§ **TASK PROMPT**:
Give back every record below, character for character.

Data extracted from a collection
:::

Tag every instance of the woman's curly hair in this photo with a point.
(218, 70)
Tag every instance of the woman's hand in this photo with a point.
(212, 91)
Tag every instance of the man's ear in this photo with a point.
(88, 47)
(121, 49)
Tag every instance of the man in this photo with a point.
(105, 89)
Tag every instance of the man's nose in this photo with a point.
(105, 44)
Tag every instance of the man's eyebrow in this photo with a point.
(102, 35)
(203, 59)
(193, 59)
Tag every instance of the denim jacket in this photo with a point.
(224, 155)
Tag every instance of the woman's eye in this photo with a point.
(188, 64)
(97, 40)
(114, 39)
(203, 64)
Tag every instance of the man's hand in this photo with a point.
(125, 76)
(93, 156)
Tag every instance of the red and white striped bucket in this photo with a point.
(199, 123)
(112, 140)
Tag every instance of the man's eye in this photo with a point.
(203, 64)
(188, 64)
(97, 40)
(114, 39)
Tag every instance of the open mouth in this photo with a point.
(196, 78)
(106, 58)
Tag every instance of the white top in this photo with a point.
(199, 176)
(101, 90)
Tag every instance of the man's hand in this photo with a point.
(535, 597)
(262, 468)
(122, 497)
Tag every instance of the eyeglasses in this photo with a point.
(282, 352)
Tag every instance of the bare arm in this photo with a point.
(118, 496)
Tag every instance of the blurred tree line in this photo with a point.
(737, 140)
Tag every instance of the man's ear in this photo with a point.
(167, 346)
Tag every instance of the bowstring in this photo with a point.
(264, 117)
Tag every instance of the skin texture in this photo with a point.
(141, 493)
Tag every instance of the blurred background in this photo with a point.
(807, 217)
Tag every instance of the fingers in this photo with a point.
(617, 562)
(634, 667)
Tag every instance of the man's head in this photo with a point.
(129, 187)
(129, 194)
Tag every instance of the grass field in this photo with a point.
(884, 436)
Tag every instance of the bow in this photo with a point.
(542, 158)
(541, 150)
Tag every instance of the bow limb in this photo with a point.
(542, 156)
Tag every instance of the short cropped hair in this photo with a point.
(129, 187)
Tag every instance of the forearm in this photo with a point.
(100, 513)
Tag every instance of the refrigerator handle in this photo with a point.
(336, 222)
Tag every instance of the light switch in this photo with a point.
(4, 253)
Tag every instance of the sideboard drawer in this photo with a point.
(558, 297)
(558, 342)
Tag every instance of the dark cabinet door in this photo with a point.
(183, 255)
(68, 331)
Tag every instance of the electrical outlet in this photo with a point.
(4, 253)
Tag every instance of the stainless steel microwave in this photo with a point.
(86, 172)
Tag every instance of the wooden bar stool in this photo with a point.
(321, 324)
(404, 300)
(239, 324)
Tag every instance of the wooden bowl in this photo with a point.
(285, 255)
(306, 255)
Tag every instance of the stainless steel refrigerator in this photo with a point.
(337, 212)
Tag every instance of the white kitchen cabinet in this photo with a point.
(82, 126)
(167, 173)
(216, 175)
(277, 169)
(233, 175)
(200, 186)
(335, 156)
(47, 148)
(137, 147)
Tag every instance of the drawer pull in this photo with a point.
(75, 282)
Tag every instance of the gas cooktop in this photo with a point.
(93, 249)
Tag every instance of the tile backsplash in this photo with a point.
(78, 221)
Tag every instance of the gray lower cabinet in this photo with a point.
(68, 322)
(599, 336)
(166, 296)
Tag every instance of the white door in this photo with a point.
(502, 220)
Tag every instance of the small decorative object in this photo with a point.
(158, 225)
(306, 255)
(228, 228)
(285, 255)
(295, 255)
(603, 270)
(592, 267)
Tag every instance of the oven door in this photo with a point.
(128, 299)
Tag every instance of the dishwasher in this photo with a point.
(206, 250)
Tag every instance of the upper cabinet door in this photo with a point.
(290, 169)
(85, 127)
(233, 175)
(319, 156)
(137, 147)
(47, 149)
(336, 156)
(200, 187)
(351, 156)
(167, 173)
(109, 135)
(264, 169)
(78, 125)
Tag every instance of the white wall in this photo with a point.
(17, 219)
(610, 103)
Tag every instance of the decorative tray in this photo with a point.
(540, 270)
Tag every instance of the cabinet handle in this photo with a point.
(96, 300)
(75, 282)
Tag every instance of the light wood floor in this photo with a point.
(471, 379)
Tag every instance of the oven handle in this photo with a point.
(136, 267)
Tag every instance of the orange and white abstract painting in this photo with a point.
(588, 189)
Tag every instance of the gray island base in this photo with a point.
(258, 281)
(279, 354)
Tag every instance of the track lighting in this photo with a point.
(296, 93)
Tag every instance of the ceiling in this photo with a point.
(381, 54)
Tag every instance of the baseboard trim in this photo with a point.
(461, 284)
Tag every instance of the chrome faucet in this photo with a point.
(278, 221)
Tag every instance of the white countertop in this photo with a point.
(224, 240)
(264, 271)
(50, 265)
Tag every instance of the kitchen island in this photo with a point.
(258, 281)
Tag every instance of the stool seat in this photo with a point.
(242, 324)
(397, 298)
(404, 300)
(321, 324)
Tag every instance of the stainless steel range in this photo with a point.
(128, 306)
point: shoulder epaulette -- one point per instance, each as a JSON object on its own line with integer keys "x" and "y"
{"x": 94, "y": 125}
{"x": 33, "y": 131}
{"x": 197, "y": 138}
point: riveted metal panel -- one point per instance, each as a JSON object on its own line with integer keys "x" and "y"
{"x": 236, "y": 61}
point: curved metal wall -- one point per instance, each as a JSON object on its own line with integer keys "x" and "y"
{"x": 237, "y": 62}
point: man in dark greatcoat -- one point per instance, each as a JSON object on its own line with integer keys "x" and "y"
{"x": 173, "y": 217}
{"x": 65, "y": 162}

:::

§ **REPLY**:
Tag every instance of the woman's curly hair in this photo with a point.
(218, 70)
Tag every instance of the woman's hand in this photo with a point.
(212, 91)
Tag every instance of the man's ear in this photo with a point.
(88, 47)
(121, 49)
Tag every instance of the man in this photo with a point.
(105, 89)
Tag every instance of the man's nose in this photo with a point.
(105, 44)
Tag every instance of the man's eyebrow in this photo with a point.
(102, 35)
(203, 59)
(193, 59)
Tag every instance of the denim jacket in this photo with a point.
(224, 155)
Tag every instance of the woman's eye in this photo with a point.
(188, 64)
(97, 40)
(114, 39)
(203, 64)
Tag every instance of the man's hand in this photo with a point.
(125, 76)
(93, 156)
Tag every instance of the red and white striped bucket in this photo with a point.
(199, 123)
(112, 140)
Tag every instance of the man's eye in this photo with a point.
(203, 64)
(188, 64)
(97, 40)
(114, 39)
Tag every instance of the open mouth in this photo with a point.
(196, 78)
(106, 58)
Tag every instance of the white top in this photo with a point.
(199, 176)
(101, 90)
Tag every instance of the man's hand in this photo with a point.
(535, 597)
(262, 468)
(122, 497)
Tag every instance of the eyeglasses in this photo with a point.
(282, 352)
Tag every instance of the bare arm in this photo with a point.
(118, 496)
Tag every instance of the blurred tree line in this photo with a point.
(737, 140)
Tag every instance of the man's ear in this photo with a point.
(167, 346)
Tag every instance of the bowstring in this photo with a point.
(264, 117)
Tag every instance of the skin texture in this photo with a point.
(141, 493)
Tag every instance of the blurred background in this photo with a point.
(807, 217)
Tag every instance of the fingers in this photo with a point.
(617, 562)
(634, 667)
Tag every instance of the man's head in this photo with a point.
(129, 187)
(129, 194)
Tag every instance of the grass field in this photo with a point.
(884, 436)
Tag every instance of the bow in this photo with a point.
(542, 158)
(541, 150)
Tag every instance of the bow limb in this photo with a point.
(542, 156)
Tag every instance of the short cropped hair in this photo with a point.
(129, 187)
Tag every instance of the forearm in this photo with a point.
(100, 513)
Tag every instance of the refrigerator handle in this photo with a point.
(336, 222)
Tag every instance of the light switch in this photo with a point.
(4, 253)
Tag every instance of the sideboard drawer in this photo with a point.
(558, 297)
(558, 342)
Tag every instance of the dark cabinet door in this photo with a point.
(183, 255)
(68, 331)
Tag every instance of the electrical outlet in this photo with a point.
(4, 253)
Tag every instance of the stainless steel microwave in this photo with a point.
(86, 172)
Tag every instance of the wooden bar stool in this photo with a point.
(321, 324)
(404, 300)
(239, 324)
Tag every instance of the wooden bowl in this photo with a point.
(285, 255)
(306, 255)
Tag every instance of the stainless steel refrigerator in this photo with a point.
(337, 212)
Tag every instance of the white kitchen cabinet in this photo with a point.
(82, 126)
(167, 173)
(216, 175)
(277, 169)
(233, 175)
(200, 186)
(335, 156)
(47, 148)
(137, 147)
Tag every instance of the drawer pull in this photo with a point.
(75, 282)
Tag every instance of the gas cooktop in this photo with a point.
(93, 249)
Tag every instance of the tile backsplash in this photo with a point.
(78, 221)
Tag every instance of the gray lower cabinet in this photo with a point.
(68, 322)
(599, 336)
(166, 296)
Tag every instance of the white door in this photo with a point.
(502, 220)
Tag every instance of the small decorative object in this photo with a point.
(158, 225)
(306, 255)
(228, 228)
(285, 255)
(295, 255)
(603, 270)
(592, 267)
Tag every instance of the oven door in this photo with a point.
(128, 299)
Tag every instance of the dishwasher in this photo with a point.
(206, 250)
Tag every instance of the upper cabinet door in this photo with a point.
(290, 169)
(85, 127)
(233, 175)
(319, 156)
(137, 147)
(47, 149)
(336, 156)
(200, 187)
(351, 156)
(167, 173)
(109, 135)
(264, 169)
(78, 125)
Tag every instance of the white wall in this photo with a point.
(17, 219)
(610, 103)
Tag every instance of the decorative tray in this photo with a point.
(540, 270)
Tag every instance of the cabinet handle in this photo with a point.
(96, 300)
(75, 282)
Tag every instance of the light wood floor in this photo with a point.
(471, 379)
Tag every instance of the oven handle in this photo with a point.
(136, 267)
Tag every instance of the orange and white abstract painting in this photo with a point.
(588, 189)
Tag every instance of the gray island base in this photo with a point.
(258, 281)
(279, 354)
Tag every instance of the track lighting in this photo with a point.
(296, 93)
Tag every instance of the ceiling in this photo with a point.
(381, 54)
Tag every instance of the baseboard trim in this photo with a point.
(461, 284)
Tag every instance of the chrome faucet in this photo with a point.
(278, 221)
Tag every instance of the white countertop in this photo with a point.
(224, 240)
(264, 271)
(50, 265)
Tag every instance of the kitchen island in this photo with a point.
(258, 281)
Tag every instance of the stool seat in this photo with a point.
(242, 324)
(397, 298)
(404, 300)
(321, 324)
Tag every instance of the stainless steel range in this photo with a point.
(128, 306)
point: shoulder epaulette -- one point per instance, each as a JSON object on its own line with integer keys "x" and "y"
{"x": 94, "y": 125}
{"x": 33, "y": 131}
{"x": 197, "y": 138}
point: riveted metal panel -- one point per instance, each as a JSON object on its own line with integer keys "x" and "y"
{"x": 236, "y": 61}
point: curved metal wall -- one point per instance, each as a JSON object on its own line with integer keys "x" and "y"
{"x": 237, "y": 62}
point: man in dark greatcoat -- one point per instance, each as a JSON object on its own line with integer keys "x" and "y"
{"x": 173, "y": 217}
{"x": 65, "y": 162}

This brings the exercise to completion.